### BRIEF
Please take the records that follow and repeat exactly the lines starting with the line with "Target: white flower" and going on through the line with "Target: palm frond".

Region pointing data
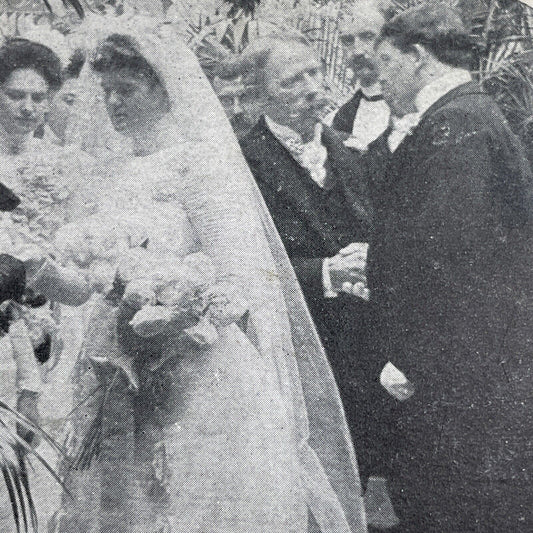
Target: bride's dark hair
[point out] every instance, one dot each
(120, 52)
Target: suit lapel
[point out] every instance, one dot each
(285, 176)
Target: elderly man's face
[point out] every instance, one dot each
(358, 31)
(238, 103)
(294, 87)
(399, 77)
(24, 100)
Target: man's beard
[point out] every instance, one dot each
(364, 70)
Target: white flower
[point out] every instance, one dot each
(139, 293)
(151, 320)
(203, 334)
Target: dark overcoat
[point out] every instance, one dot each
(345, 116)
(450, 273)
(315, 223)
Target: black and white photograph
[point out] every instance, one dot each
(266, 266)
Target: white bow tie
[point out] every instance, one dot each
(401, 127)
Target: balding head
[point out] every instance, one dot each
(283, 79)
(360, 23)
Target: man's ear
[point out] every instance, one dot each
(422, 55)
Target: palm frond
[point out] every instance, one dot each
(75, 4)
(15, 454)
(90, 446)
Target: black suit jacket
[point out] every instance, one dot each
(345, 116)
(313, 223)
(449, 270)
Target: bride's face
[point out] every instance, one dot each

---

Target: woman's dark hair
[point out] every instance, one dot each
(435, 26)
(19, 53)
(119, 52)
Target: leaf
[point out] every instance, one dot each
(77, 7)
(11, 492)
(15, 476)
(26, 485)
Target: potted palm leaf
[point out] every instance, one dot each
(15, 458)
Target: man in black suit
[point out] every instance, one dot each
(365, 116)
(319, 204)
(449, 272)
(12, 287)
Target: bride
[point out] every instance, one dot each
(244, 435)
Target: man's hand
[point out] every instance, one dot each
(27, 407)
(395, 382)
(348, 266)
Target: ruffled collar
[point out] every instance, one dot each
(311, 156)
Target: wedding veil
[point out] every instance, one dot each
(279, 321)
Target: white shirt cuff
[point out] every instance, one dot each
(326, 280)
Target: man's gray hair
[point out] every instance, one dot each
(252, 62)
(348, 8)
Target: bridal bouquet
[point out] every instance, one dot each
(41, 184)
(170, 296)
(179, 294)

### SOLUTION FOR THIS TASK
Target: white flower
[point out] every instance, one dot each
(139, 293)
(151, 320)
(203, 334)
Target: dark overcoat
[point out] every instance, one dot each
(345, 116)
(450, 273)
(315, 223)
Target: black and white photograph
[point out] every instance, one dot each
(266, 266)
Target: white bow tie
[point out] every instance, one dot each
(401, 127)
Target: balding head
[point out] every instance, one dot each
(283, 79)
(360, 23)
Target: man's ear
[point out] every instance, one dot each
(422, 55)
Target: palm frond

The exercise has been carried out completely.